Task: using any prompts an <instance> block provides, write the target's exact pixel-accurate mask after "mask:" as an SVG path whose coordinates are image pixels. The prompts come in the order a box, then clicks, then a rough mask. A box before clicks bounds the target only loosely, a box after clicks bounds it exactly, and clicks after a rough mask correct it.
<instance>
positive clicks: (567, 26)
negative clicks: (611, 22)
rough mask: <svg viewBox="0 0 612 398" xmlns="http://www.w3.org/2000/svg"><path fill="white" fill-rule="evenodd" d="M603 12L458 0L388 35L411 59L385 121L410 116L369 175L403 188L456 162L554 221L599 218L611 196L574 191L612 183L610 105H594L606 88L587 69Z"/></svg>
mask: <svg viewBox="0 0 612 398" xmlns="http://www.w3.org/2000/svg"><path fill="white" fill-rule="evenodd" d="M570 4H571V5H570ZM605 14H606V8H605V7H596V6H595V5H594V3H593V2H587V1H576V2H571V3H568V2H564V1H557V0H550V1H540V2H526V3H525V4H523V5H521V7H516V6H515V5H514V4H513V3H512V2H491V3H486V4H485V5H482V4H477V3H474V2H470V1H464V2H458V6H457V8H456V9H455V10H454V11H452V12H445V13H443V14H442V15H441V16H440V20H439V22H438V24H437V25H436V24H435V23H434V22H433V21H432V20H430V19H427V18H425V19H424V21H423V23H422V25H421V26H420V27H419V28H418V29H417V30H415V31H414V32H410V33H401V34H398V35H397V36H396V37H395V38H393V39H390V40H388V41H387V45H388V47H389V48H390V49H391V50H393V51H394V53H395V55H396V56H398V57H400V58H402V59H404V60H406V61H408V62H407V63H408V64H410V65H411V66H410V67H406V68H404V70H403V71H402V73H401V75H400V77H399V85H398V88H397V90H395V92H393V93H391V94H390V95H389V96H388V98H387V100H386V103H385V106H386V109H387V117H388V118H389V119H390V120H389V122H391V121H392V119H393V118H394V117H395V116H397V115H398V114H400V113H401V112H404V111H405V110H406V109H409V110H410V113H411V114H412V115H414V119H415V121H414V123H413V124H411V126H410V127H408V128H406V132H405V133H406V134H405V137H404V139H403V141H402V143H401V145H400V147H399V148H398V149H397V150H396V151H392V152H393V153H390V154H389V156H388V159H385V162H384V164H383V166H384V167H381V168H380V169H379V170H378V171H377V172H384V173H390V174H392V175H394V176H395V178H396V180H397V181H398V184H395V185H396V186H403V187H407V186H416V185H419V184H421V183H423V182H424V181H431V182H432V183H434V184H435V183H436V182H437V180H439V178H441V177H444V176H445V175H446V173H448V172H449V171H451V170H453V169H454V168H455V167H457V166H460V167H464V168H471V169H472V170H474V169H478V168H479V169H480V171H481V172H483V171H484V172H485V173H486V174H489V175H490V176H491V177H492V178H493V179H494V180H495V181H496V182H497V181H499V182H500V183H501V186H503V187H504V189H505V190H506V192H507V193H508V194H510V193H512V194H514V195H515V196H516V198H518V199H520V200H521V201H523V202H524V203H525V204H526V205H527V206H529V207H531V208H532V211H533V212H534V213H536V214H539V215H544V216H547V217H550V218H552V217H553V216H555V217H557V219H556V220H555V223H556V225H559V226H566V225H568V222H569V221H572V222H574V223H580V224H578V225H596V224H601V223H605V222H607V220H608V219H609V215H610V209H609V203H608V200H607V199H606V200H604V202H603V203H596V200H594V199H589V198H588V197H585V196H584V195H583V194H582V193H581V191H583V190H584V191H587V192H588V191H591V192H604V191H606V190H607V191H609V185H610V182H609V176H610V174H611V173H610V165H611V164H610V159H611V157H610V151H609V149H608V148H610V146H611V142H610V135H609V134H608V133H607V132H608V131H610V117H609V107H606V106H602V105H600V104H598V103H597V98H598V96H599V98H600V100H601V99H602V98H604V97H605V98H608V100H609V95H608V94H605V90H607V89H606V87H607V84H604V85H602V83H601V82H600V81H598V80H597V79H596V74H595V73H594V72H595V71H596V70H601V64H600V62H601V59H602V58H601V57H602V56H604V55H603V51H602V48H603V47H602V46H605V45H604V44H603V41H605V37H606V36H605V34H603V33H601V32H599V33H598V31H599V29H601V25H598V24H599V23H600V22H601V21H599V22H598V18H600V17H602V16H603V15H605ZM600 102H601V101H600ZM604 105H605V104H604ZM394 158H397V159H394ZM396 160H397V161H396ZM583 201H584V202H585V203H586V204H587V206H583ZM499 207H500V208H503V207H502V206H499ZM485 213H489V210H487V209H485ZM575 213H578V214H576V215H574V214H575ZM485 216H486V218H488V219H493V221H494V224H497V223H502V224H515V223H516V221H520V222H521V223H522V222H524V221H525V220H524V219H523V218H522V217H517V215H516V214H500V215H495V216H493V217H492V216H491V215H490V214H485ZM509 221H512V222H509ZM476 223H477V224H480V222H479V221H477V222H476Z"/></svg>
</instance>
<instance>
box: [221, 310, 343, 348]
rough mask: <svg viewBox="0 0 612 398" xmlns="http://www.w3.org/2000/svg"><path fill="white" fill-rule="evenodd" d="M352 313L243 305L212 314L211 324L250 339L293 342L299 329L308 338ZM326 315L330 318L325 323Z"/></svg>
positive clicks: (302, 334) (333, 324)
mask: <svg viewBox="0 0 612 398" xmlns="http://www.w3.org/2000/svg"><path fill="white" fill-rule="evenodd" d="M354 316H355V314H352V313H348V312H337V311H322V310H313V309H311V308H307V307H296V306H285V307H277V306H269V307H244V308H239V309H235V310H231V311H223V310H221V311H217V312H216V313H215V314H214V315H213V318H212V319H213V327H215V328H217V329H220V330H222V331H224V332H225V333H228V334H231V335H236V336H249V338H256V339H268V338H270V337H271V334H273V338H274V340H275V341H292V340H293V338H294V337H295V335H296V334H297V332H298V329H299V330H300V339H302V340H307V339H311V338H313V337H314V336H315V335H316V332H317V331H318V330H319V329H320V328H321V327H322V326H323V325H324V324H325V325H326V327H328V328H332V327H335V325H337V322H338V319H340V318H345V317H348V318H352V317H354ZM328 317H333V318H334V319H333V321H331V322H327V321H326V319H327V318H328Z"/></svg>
══════════
**Instructions to follow:** Filtering the entries above by the word "instance", copy each line that matches.

**Solution to the exercise:**
Task: using any prompts an <instance> block provides, write the target's exact pixel-accurate mask after "mask:" as an SVG path whose coordinates are image pixels. The prompts come in the order a box, then clicks, then a rough mask. A box before clicks bounds the target only loosely, a box after clicks bounds it exactly, and clicks after a rough mask correct it.
<instance>
</instance>
<instance>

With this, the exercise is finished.